==== Text excerpt ====

Nevertheless, the results of our study may have some implications for clinical practice. First, the higher risk of VTE events in the early phase after recovery underlines the need to establish an optimal antithrombotic regimen to minimize the risk of thromboembolic events in these patients. In this regard, recent publications have proposed different therapeutic and prophylactic regimens, but the optimal therapeutic strategies have not yet identified. Available data evidence that thromboprophylaxis [36, 37] has no role in reducing the hospitalization rate or death in COVID-19 outpatients, although anticoagulant treatment improves the patient’s outcome after hospitalisation [9]. Second, it appears that the risk of VTE events me ay not just limited to the acute phase of COVID-19 infection but also extend to the early phase after recovery. However, the contribution derived from local “immunothrombosis” triggered by the SARS-CoV-2 infection and the traditional VTE risk factors remained to be established. Finally, the main strength of our study is the analysis of large, unselected cohorts, which reduced the risks of selection and attrition bias that might occur in more traditional cohort studies.

==== Stored data ====

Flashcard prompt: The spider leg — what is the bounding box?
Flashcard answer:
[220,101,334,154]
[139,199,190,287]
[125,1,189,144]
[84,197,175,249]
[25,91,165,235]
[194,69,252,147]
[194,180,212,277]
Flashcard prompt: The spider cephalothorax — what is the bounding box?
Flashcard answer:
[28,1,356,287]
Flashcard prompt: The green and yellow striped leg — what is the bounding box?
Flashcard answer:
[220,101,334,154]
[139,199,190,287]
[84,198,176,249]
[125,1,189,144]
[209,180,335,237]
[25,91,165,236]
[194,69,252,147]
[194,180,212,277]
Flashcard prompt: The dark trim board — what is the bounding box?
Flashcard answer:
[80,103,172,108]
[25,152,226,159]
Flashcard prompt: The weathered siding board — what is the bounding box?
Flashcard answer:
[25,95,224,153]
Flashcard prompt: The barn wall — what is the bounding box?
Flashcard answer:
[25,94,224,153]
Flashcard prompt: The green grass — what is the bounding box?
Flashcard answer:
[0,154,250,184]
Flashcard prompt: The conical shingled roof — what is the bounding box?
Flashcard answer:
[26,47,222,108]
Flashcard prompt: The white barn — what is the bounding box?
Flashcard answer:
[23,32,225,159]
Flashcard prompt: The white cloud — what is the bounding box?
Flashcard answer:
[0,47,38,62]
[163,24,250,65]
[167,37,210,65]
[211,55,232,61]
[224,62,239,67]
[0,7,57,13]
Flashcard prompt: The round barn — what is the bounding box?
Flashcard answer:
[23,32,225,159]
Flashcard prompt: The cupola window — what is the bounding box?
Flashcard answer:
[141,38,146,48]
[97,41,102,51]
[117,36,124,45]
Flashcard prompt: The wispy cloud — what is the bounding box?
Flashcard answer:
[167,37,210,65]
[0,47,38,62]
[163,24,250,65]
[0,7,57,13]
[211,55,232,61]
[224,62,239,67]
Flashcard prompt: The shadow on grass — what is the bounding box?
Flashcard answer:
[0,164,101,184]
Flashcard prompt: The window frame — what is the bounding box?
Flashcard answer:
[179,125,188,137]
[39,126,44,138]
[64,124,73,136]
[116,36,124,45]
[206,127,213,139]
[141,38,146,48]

====

[Instructions]
1) According to the COVID-19 clotting excerpt, what is the main strength of the study?
2) Carry on the COVID-19 clotting excerpt from its last sentence.

[Answer list]
1) It analyzes large, unselected cohorts, which reduced the risks of selection and attrition bias.

2)
Limitations

Our study has several limitations related to the observational nature of the studies reviewed and their own limitations with all inherited bias. Potential underestimation could derive from detection bias considering that patients were not systematically screened for PE or DVT and per se, these conditions may be clinically silent. Moreover, sampling bias by the competing risk of death may also have led to underestimation of the real cumulative incidence of thromboembolic events. Furthermore, our data must be carefully interpreted considering that the reviewed studies mainly based their search strategy on the revision of hospital admission and screening of ICD-10 codes in the long-term period. In this perspective, only highly symptomatic events could have been captured. we could not assess if an adequate prophylactic anticoagulation was consistently administered in each study because these data were not provided in the reviewed investigations. Large administrative data provide multiple advantages, being readily available and able to provide large samples of unselected patients over extended periods; however, the utility of such data largely depends on their accuracy and reliability. We can neither exclude that geographical differences for the quality of care may have influenced our findings nor that the real impact of VTE events after COVID-19 was underestimated, especially during the early phase of the pandemic. Moreover, reviewed studies did not provide data regarding the severity of COVID-19 infection, not even using indirect measures, such as the need for intensive care treatment. Similarly, no data regarding the vaccination status of patients enrolled as Well as information on variants of the SARS-CoV-2 virus were provided, limiting the possibility to conduct further sub-analyses. Finally, as our analysis was based on death certificate data and relative ICD-10 codes, we cannot exclude that miscoding may have biased our results.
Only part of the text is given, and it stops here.